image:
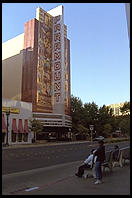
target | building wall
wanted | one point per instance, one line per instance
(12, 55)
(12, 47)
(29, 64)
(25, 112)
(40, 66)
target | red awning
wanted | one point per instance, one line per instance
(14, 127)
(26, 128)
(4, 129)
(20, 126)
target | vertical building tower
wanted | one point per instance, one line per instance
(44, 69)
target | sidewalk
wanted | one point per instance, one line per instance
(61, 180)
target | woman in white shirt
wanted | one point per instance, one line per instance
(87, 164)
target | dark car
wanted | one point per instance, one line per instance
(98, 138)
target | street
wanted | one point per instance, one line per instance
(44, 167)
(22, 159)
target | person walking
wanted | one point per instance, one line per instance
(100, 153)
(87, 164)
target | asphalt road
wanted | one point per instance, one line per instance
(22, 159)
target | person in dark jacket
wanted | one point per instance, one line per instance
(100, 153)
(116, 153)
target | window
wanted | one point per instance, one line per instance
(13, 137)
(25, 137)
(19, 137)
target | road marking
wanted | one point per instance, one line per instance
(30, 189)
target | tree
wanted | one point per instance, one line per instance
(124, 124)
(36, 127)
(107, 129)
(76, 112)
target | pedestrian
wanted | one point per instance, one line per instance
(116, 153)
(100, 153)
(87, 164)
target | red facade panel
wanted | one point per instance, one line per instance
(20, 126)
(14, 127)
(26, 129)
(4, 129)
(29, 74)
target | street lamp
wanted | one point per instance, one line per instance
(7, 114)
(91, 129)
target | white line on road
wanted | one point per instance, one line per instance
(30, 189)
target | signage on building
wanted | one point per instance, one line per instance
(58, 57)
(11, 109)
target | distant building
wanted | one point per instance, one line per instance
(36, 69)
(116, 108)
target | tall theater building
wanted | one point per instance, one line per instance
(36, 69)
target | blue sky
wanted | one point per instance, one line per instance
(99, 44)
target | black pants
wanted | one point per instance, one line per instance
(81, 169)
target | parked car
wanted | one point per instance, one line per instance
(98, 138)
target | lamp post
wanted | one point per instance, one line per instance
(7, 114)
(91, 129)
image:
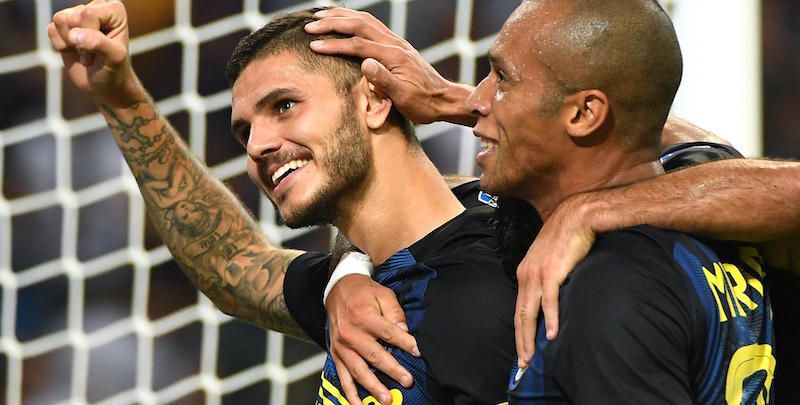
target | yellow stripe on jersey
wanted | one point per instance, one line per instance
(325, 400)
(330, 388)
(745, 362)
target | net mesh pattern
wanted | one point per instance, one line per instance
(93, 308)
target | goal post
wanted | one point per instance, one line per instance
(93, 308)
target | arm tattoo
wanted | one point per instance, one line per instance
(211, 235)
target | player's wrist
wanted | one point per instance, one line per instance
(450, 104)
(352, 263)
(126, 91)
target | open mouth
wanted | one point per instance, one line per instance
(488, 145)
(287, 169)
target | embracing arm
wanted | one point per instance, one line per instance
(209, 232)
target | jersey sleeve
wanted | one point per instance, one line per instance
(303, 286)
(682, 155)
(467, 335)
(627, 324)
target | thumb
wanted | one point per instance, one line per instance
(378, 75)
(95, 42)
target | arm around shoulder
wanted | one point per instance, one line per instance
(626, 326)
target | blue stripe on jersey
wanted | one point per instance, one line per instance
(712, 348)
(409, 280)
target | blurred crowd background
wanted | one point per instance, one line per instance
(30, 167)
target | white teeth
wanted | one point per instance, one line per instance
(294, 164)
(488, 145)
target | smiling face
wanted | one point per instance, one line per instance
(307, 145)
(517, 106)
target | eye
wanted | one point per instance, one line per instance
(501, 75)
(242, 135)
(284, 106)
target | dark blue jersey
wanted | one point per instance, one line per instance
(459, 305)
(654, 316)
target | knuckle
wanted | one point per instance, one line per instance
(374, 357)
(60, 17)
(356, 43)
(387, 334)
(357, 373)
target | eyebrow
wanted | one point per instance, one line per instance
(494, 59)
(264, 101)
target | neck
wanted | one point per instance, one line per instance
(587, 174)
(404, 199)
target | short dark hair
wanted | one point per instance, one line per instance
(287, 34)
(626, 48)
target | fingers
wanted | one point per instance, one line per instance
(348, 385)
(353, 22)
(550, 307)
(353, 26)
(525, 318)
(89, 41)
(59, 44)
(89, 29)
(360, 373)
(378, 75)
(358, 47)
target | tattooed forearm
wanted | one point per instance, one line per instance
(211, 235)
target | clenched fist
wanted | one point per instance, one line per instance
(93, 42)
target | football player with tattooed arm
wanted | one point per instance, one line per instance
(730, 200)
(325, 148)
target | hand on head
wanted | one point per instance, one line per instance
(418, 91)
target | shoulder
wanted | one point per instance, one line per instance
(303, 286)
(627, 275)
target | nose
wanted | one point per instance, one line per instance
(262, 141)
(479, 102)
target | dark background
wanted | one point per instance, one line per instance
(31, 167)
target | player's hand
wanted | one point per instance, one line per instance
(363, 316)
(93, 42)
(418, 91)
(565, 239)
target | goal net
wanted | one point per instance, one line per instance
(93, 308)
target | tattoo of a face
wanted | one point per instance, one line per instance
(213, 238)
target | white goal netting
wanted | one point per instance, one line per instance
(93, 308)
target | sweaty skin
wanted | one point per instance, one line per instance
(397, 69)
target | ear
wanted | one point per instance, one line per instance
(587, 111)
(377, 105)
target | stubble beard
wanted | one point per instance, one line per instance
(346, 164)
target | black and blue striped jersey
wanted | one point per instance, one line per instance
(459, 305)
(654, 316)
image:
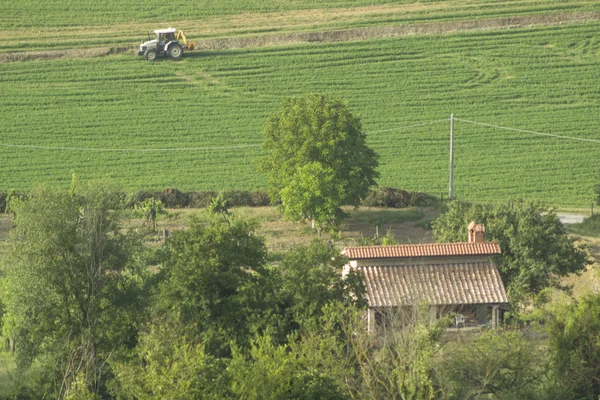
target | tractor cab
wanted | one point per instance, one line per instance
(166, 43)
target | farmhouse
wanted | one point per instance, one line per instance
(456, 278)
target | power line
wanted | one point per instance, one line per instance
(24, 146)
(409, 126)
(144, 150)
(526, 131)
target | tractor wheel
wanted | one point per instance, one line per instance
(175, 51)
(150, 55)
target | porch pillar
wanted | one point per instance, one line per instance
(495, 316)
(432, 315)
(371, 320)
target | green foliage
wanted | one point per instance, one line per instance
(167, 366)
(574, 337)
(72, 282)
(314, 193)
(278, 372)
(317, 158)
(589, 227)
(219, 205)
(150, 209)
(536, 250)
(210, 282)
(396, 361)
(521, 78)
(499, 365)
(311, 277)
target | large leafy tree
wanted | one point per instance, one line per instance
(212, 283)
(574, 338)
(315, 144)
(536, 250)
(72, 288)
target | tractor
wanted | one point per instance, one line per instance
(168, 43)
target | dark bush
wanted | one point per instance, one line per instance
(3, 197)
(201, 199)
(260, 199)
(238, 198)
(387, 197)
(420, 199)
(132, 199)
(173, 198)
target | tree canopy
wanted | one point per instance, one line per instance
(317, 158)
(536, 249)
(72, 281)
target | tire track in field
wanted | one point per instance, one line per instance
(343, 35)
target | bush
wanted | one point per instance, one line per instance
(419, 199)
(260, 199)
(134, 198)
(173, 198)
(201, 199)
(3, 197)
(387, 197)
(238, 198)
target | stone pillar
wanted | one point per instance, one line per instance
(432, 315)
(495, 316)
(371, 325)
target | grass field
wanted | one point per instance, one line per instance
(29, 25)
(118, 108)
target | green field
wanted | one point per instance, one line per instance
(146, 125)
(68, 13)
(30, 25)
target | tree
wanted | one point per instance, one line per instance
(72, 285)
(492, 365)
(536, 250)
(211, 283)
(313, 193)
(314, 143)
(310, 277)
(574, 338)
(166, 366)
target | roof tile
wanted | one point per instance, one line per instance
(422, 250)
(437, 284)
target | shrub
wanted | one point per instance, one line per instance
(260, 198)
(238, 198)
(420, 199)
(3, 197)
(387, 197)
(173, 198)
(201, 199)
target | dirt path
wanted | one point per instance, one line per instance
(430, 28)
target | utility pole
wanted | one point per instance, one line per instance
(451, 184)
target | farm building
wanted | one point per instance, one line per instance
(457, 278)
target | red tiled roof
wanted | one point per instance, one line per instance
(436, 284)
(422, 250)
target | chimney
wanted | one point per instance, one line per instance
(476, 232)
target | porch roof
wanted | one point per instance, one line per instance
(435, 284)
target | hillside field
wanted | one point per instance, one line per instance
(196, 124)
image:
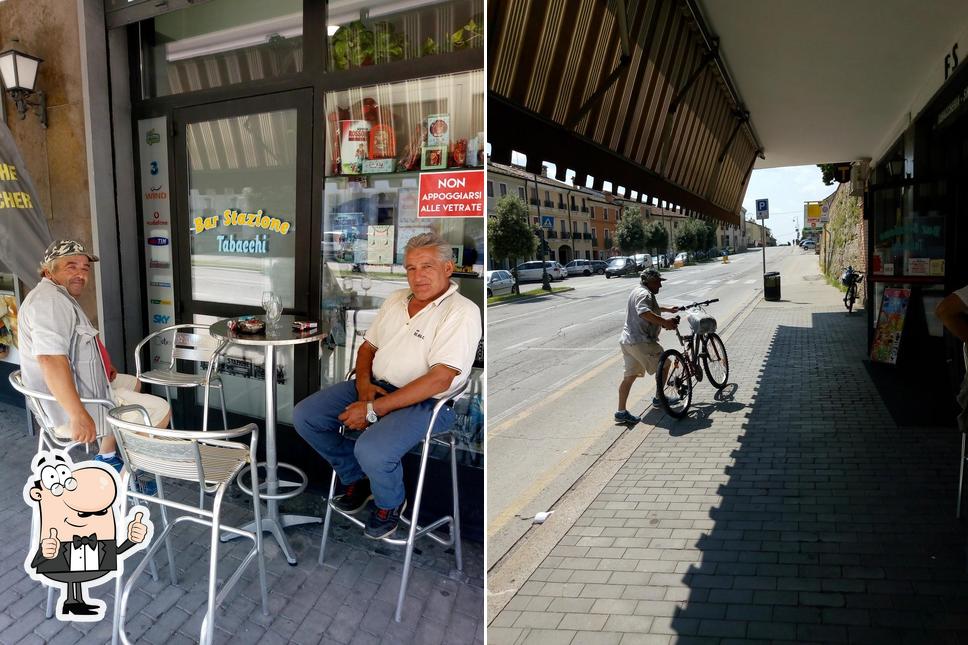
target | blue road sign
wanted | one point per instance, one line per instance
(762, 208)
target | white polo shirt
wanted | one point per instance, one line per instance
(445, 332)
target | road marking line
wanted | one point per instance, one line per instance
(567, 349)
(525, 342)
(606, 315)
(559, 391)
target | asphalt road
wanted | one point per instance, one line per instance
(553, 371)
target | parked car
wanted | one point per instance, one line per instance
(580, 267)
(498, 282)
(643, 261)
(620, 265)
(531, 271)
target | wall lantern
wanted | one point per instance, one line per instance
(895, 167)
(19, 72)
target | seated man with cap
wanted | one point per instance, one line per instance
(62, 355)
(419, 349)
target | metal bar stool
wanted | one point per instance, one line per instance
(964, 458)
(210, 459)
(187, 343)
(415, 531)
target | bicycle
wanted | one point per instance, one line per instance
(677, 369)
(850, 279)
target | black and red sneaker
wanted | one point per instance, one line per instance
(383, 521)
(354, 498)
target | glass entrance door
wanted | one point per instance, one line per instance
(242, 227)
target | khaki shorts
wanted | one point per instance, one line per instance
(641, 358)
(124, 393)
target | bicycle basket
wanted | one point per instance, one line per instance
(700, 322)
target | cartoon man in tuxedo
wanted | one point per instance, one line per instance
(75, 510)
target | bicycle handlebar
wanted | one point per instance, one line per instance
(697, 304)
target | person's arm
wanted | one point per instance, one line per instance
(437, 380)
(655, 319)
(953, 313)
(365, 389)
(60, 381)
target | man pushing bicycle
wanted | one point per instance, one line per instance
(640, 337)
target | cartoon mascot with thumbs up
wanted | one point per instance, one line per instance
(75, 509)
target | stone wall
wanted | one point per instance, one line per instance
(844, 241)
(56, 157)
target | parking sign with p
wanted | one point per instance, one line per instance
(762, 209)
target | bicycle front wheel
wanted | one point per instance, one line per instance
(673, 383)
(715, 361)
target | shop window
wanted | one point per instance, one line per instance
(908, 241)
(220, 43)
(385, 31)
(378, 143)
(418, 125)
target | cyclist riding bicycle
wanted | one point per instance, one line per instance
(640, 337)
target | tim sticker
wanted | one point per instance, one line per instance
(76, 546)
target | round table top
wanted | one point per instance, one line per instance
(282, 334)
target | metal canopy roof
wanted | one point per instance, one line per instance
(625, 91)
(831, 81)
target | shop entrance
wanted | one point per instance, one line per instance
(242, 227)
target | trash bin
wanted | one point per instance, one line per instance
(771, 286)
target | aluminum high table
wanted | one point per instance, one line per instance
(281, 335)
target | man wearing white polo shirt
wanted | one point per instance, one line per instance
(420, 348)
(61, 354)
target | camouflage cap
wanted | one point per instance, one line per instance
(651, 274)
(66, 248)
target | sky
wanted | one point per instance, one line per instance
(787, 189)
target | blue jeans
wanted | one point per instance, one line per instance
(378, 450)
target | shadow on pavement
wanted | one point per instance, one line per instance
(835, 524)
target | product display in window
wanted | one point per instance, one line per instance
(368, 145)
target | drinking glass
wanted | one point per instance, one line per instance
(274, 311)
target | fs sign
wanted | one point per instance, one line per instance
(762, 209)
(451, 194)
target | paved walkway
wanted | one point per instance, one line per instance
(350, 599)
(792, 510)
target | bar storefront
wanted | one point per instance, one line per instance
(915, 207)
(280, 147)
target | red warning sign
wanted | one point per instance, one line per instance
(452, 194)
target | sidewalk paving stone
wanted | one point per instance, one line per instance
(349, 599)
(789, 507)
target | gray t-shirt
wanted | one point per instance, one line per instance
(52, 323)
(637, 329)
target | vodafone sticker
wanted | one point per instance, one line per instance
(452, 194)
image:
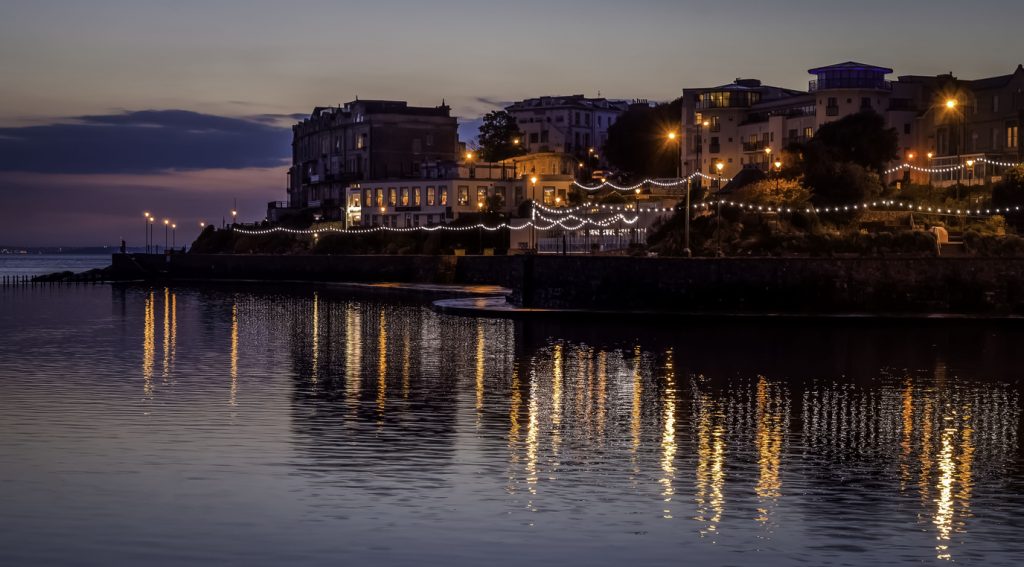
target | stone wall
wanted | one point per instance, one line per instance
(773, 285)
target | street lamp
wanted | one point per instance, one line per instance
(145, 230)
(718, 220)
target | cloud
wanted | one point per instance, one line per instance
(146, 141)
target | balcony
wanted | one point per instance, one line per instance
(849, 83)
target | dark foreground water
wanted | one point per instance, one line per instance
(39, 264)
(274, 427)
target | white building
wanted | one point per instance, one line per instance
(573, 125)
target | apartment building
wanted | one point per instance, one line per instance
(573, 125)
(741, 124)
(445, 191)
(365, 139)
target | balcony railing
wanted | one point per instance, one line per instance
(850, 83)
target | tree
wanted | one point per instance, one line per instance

▸ WHAT THIS TASK INVOLVES:
Rescale everything from the line "target | apartment building" down to the end of the records, and reproduce each line, requests included. Multiply every point coordinate by 2.55 and round to whole numbers, with halves rounding up.

▸ TASK OUTPUT:
target | apartment building
wanted | one point per instance, one line per instance
(1461, 319)
(1890, 316)
(1135, 487)
(931, 354)
target | balcony railing
wanted | one point per instance, one line per instance
(2168, 212)
target | tree
wanted | one point per instance, one line per instance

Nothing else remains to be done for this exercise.